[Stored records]
--------

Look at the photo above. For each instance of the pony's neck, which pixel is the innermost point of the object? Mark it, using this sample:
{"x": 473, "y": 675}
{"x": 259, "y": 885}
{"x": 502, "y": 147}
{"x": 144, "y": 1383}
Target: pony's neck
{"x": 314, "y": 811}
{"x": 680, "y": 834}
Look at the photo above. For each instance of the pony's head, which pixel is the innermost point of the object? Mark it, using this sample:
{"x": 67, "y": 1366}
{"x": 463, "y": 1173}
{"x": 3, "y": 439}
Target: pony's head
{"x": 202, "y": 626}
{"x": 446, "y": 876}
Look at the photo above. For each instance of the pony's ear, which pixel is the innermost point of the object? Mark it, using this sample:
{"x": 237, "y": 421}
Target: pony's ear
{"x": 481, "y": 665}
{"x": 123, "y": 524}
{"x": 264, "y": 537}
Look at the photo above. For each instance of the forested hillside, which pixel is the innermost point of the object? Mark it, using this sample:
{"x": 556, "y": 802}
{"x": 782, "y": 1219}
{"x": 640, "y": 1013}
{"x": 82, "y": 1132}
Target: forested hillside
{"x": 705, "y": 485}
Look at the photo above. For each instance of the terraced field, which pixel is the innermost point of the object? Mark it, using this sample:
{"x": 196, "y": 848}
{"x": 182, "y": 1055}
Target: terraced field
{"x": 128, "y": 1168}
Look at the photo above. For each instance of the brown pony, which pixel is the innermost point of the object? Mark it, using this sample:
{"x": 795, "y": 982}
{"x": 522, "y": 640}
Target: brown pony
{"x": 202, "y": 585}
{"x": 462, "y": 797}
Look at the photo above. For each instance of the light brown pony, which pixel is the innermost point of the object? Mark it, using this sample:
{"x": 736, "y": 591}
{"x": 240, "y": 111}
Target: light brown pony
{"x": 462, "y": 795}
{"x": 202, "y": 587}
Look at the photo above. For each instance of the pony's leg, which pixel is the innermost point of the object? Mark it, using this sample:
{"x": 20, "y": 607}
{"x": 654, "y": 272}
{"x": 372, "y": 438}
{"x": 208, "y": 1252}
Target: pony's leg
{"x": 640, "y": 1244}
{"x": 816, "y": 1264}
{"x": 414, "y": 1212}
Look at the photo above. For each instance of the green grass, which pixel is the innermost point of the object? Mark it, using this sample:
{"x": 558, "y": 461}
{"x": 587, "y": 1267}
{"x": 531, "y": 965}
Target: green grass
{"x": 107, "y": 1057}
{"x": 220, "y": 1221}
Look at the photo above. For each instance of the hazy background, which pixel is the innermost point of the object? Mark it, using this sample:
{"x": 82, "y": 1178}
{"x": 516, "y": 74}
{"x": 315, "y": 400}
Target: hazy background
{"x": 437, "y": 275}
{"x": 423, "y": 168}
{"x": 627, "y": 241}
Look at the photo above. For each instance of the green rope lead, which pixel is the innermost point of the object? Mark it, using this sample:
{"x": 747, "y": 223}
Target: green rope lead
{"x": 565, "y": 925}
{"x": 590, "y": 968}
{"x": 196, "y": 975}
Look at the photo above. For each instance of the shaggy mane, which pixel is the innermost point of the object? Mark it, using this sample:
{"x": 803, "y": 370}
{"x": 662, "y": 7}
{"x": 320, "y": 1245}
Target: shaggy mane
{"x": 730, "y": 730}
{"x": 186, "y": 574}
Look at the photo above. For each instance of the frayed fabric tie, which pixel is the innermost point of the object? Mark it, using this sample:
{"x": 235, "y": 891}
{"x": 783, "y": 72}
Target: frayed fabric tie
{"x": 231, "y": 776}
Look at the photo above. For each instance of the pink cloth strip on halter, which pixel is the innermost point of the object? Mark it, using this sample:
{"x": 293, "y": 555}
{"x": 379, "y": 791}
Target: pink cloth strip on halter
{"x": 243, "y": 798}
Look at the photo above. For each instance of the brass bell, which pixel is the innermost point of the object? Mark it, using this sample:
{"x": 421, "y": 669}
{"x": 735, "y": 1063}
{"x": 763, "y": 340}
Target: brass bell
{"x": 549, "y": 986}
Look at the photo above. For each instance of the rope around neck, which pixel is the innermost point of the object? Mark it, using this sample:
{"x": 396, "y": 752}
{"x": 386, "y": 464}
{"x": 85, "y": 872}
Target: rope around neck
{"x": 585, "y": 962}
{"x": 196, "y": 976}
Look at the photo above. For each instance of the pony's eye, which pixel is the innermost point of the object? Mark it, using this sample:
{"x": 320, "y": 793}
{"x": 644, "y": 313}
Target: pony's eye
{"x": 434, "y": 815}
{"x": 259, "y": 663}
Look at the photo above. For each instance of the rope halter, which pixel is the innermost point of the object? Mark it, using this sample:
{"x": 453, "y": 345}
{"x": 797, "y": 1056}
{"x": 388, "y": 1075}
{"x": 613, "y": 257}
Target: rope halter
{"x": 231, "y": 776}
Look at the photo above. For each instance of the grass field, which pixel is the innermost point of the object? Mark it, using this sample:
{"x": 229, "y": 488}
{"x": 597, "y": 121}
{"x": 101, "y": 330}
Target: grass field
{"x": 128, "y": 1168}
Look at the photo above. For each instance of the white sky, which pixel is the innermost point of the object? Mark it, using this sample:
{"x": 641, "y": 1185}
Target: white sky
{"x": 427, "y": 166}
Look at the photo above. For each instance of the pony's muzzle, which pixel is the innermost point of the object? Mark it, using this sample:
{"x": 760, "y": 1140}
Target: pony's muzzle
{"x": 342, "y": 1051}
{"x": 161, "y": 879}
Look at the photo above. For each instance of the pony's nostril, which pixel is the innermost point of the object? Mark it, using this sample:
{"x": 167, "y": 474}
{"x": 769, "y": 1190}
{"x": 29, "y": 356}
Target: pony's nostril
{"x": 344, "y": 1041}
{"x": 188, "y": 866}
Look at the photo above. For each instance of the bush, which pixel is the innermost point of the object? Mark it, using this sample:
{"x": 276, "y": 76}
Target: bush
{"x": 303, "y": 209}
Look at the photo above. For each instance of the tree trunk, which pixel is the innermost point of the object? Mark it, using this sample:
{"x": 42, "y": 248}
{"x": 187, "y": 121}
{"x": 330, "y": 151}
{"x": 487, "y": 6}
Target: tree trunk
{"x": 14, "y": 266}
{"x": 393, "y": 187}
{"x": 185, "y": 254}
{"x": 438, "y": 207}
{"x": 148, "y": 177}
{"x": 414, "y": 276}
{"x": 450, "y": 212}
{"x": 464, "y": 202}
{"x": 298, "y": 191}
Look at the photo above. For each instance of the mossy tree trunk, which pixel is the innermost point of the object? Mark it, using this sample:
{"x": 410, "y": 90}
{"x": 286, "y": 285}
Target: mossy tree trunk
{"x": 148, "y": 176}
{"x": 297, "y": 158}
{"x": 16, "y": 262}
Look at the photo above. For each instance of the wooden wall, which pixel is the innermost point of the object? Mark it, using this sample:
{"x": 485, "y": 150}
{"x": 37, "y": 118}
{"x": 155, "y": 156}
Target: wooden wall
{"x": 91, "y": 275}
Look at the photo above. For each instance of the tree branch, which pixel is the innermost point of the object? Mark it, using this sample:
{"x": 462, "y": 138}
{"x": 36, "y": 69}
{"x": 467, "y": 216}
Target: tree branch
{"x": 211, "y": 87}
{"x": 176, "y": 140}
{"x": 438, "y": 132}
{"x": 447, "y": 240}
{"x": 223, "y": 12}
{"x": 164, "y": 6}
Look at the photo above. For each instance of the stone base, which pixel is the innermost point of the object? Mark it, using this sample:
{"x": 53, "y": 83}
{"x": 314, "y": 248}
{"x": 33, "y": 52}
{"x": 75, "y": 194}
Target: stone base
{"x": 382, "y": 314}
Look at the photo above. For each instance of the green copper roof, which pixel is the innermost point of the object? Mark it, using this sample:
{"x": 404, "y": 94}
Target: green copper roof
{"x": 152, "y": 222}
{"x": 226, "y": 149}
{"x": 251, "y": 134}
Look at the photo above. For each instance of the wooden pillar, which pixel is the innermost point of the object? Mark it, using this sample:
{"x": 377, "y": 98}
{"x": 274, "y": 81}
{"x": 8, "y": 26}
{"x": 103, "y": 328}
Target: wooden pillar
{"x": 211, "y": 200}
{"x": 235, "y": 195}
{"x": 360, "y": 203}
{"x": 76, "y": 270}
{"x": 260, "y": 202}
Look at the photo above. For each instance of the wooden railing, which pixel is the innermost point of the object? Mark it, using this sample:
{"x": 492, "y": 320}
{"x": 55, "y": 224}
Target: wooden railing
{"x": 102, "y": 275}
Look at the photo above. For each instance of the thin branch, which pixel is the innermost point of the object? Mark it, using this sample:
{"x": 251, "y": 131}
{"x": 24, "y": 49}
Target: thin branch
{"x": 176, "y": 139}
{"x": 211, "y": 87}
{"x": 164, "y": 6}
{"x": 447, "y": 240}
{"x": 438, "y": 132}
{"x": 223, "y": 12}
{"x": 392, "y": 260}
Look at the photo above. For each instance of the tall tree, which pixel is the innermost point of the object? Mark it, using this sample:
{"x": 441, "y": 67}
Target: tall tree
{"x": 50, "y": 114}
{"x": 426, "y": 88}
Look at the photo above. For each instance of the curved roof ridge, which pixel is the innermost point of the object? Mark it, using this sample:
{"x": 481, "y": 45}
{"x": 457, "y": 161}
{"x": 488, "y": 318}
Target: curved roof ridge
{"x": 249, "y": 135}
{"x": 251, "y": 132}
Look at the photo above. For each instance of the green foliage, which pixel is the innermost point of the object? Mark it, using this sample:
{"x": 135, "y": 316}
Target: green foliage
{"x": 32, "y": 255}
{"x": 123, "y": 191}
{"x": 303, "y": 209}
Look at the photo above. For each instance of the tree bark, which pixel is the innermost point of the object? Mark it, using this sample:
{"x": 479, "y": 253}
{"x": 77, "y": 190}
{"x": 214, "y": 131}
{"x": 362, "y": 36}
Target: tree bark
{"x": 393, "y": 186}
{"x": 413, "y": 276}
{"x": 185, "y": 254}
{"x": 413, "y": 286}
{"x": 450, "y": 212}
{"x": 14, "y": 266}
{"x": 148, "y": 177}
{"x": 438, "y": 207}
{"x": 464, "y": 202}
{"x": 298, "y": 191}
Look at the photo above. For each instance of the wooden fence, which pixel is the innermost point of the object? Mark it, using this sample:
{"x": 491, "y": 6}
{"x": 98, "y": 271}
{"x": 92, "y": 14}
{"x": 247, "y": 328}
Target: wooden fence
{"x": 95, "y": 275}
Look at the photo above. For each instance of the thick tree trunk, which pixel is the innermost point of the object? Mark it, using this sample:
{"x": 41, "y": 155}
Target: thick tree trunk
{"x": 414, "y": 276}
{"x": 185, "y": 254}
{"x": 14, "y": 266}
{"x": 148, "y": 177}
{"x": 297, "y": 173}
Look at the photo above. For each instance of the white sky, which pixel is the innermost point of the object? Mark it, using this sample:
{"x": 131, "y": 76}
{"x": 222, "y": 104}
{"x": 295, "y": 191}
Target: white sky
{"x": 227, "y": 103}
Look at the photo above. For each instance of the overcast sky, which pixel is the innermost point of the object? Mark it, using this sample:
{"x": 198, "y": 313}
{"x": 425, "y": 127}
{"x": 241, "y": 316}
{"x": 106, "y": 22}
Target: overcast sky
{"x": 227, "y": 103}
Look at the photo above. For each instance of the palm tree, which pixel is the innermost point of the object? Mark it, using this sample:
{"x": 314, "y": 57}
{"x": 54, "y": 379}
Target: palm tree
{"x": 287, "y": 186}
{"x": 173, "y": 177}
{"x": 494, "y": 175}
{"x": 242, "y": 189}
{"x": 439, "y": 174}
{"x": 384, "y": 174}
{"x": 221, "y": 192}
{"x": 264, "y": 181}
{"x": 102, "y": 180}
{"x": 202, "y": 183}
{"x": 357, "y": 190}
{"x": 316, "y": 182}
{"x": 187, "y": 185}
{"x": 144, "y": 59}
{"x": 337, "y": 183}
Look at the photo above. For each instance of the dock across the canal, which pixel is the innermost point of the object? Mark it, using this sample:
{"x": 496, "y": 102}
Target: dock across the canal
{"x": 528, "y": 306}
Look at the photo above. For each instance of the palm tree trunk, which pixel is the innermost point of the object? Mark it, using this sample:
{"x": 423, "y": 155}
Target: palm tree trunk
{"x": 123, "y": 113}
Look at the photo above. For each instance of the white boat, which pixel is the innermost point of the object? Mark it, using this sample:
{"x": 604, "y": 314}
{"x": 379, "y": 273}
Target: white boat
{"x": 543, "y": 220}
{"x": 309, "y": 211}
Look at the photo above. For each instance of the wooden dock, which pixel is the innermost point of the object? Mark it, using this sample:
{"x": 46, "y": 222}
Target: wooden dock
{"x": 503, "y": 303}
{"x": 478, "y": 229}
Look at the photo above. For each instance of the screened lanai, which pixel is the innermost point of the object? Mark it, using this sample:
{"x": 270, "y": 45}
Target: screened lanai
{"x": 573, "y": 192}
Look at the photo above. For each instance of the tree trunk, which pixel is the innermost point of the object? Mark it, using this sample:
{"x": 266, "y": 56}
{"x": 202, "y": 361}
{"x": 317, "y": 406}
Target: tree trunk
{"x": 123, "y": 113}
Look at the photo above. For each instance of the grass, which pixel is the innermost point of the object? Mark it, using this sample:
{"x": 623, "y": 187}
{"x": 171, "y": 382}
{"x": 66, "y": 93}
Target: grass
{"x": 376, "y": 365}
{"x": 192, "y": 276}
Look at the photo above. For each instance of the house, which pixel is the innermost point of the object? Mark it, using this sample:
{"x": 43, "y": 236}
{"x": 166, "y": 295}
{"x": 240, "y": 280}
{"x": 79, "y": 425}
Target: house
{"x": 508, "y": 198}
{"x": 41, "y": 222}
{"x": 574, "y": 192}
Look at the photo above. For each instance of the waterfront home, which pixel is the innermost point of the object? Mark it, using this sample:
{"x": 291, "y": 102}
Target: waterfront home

--------

With "waterfront" as the search string, filter the records and return each line that has it.

Look at the photo above. For each instance of the waterfront home, which pixel is the innermost point of the object? Mark it, using this sample:
Target: waterfront home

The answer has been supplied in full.